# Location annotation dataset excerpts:
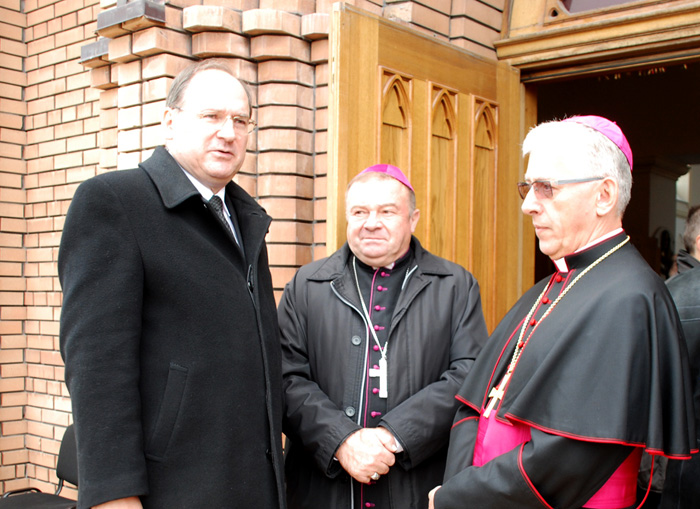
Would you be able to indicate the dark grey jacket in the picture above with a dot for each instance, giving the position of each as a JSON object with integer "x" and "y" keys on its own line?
{"x": 681, "y": 487}
{"x": 171, "y": 344}
{"x": 436, "y": 332}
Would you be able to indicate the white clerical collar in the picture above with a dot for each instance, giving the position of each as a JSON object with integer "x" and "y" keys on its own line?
{"x": 561, "y": 262}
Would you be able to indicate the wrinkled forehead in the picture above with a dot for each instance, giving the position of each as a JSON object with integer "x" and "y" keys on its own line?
{"x": 216, "y": 90}
{"x": 376, "y": 191}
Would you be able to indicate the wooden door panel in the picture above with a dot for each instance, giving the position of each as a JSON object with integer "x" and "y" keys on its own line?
{"x": 437, "y": 112}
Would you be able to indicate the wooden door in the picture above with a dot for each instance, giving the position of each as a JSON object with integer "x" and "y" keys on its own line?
{"x": 452, "y": 122}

# Brief:
Copy out the stretch of the data from the line containing "Would you be able to indicate the wrinkled" through the end of the data, both ends included, with -35 added to every x and y coordinate in the answers.

# Correct output:
Would you be able to indicate the wrinkled forehead in the picture above with a dot for each instance, giving the position of each as a JSON object with integer "x" and "y" keys on its own line?
{"x": 181, "y": 55}
{"x": 341, "y": 156}
Would you be able to indicate the wooden door panel in the picture above with a dot for each instance, giving the position of each as a JSON object with integer "x" and "y" keys on its own line?
{"x": 402, "y": 77}
Would you be able to indicate the wooden door in the picture above with a dot for each instance, giving the position of each as a JSON object with integer "x" and "y" keys on its own line?
{"x": 417, "y": 87}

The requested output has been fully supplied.